My Tales Of A Corporate Call Girl
How pure do we need our content to be? Let's discuss.
One of my favorite dances seems to be back: The tango cosmetics companies do with magazine Beauty Directors. Maybe due to Covid restrictions opening up, maybe money is flowing again for cosmetics companies, I honestly have no idea because I’m not a magazine insider anymore, but I’m taking in the view (and effusive product recommendations) on IG.
The very first beauty junket I went on as an intern was for Unilever my senior year in college. It was across the Hudson River in New Jersey, but they had a swanky boat taking us there and they gave every attendee a tote bag stuffed with more product than I had ever owned in my 21 years alive. The tote itself was a designer bag worth hundreds of dollars. I could have died. It didn’t take much to impress me then, but my goodness, to this day, I get starry-eyed remembering that trip to…Jersey, of all places! I also remember the camaraderie between the many different editors. They all knew and liked each other. Like a sorority of girls with great energy and beautiful hair.
We Fashion Editors were also treated to lots of great junkets. One of the most memorable for me was when Joe Boxer took us all to Iceland for a long weekend. Somewhere in my storage unit there exists a really funny picture of me, Rachel Zoe and Finola Hughes, of General Hospital fame at The Blue Lagoon in Reykjavik. At the time, Rachel was still known as Rachel Rosenzweig and she was one of my closest friends in NY before she moved to LA and became the phenom she is today. My funniest memory of this press trip was being so annoyed with Rachel that, she was (in my eloquent words), crawling up the ass of a C-list actress. Rachel was enchanted by Finola. I was mortified. (Yes, I was a total bitch – welcome to pre-teen-magazine Atoosa – I can own it.) Rachel’s inclination to sidle up to the only celebrity on the trip was certainly a foreshadowing to her huge career as a celebrity stylist. And my horror at the sight speaks to my own waning interest in the industry as celebrities replaced models. But I digress.

Exercise 1: List every place named in the post about press junkets.
Exercise 2: According to the post about press junkets, which company took the fashion editors to Iceland for a long weekend?
Exercise 3: Translate this sentence from the post about press junkets into Spanish: "The very first beauty junket I went on as an intern was for Unilever my senior year in college."

Recorded information:
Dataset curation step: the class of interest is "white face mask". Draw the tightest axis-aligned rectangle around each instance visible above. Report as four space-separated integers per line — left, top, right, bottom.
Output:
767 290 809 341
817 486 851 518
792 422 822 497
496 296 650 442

Response 1: Hudson River, New Jersey, Iceland, The Blue Lagoon, Reykjavik, NY, LA

Response 2: Joe Boxer

Response 3: El primerísimo viaje de prensa de belleza al que fui como becaria fue para Unilever, en mi último año de universidad.